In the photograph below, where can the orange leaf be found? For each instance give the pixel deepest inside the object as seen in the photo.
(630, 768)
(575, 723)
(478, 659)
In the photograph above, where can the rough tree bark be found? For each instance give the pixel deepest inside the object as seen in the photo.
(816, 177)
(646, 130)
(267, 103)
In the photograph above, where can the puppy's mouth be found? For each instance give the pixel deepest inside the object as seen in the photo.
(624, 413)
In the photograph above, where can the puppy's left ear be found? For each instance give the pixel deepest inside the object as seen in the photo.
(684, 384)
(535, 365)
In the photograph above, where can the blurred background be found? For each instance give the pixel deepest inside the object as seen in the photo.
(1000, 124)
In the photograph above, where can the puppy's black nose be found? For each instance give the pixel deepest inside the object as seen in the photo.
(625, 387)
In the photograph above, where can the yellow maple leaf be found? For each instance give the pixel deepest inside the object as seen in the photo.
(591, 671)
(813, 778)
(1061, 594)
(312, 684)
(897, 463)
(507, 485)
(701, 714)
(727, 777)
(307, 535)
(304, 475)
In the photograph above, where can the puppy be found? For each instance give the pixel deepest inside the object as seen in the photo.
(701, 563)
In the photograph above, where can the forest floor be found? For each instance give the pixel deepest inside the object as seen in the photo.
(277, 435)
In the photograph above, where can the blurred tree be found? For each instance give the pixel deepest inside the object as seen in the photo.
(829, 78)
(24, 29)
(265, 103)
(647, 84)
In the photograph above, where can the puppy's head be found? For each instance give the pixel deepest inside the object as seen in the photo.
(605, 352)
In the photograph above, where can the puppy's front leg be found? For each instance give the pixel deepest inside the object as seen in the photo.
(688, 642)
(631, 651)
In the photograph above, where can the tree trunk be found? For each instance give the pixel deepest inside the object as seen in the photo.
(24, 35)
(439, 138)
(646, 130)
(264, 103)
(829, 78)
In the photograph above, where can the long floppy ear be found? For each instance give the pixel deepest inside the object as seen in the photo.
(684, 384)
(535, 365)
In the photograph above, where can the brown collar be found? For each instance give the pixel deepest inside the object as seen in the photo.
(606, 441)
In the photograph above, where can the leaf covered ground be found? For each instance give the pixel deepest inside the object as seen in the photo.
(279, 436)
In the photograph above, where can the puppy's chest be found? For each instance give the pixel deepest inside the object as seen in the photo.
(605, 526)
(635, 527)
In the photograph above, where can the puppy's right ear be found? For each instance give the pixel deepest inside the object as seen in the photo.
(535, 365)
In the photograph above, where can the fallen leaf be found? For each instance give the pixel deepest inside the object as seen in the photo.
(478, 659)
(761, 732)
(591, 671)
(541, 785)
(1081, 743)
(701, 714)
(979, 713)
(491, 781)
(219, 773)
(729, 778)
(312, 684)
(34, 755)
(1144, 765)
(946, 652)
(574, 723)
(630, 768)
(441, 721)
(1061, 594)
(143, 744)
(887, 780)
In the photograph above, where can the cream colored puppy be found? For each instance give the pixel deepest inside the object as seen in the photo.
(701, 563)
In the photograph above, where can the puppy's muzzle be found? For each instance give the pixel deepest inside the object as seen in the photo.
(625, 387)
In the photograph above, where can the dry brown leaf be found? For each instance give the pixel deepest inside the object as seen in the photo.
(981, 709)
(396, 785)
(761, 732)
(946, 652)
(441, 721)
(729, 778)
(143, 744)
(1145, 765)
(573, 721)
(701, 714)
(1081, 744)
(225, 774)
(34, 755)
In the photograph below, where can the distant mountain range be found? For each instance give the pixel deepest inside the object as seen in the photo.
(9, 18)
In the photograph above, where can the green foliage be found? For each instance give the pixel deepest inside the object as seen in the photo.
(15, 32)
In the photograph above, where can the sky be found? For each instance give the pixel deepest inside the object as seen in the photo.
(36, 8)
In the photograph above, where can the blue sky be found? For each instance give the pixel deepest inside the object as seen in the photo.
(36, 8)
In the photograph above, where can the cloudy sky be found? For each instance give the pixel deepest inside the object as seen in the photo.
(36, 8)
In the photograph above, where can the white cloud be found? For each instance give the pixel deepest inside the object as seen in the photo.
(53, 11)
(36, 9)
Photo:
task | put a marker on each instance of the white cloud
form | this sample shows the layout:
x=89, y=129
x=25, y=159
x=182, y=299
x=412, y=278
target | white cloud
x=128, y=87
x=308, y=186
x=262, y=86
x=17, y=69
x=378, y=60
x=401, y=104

▶ **What is required**
Produce an exact repeat of the lines from the one containing "In the photograph above, where can the green" through the last line of the data, and nothing more.

▶ **Final result**
In the photograph above, where can the green foliage be found? For each instance give the pixel deepest inside the object as seen in the photo.
(15, 32)
In the photograph above, where can the sky be found? For each instance give the pixel deepest inside the object as seen in the photo.
(36, 8)
In the photograph above, where can the blue sky be found? For each instance give the pixel deepest inside the object as seen in the photo.
(36, 8)
In the photograph above, where can the cloudy sky be found? For each instance give the pixel deepest inside the object as seen in the photo.
(36, 8)
In the photograph above, where can the white cloud be found? For each instance give the pixel deepest inside the object as seen in the photo.
(53, 11)
(36, 9)
Photo:
task | put a marker on each instance of the white cloud
form | this sample shows the layout:
x=89, y=129
x=25, y=159
x=182, y=299
x=412, y=278
target | white cloud
x=128, y=87
x=308, y=186
x=262, y=86
x=17, y=69
x=378, y=60
x=401, y=104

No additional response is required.